- Written instruction A -
According to the piece on eating traditional foods while traveling, where did the family spend five days canoeing?
- Written instruction B -
Repeat word for word the stretch of the piece on eating traditional foods while traveling from "Traveling with children" through "Traditional Travel Foods.".

Eating Nourishing Traditional Foods While Traveling

canoe

Traveling with children can be challenging. With a little planning it can be easier to produce nourishing traditional foods.

I have had a number of people ask me how I travel on a restrictive diet like the Specific Carbohydrate Diet. Actually, it’s very easy and I do not suffer at all. For example, our family just spent five days canoeing Clearwater Lake in Wells Gray Park. Here are some tips for eating nourishing traditional meals while doing wilderness travel. These tips could easily be used for camping road trips, though we would do our cooking on a small gas barbecue or camp stove. Here are Recipes for Eating Nourishing Traditional Travel Foods.

- Information supplied -
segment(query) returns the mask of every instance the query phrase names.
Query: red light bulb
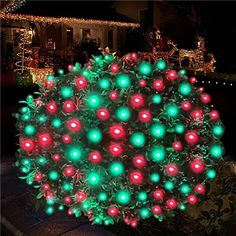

- Right answer A -
Clearwater Lake in Wells Gray Park.

- Right answer B -
Traveling with children can be challenging. With a little planning it can be easier to produce nourishing traditional foods.

I have had a number of people ask me how I travel on a restrictive diet like the Specific Carbohydrate Diet. Actually, it’s very easy and I do not suffer at all. For example, our family just spent five days canoeing Clearwater Lake in Wells Gray Park. Here are some tips for eating nourishing traditional meals while doing wilderness travel. These tips could easily be used for camping road trips, though we would do our cooking on a small gas barbecue or camp stove. Here are Recipes for Eating Nourishing Traditional Travel Foods.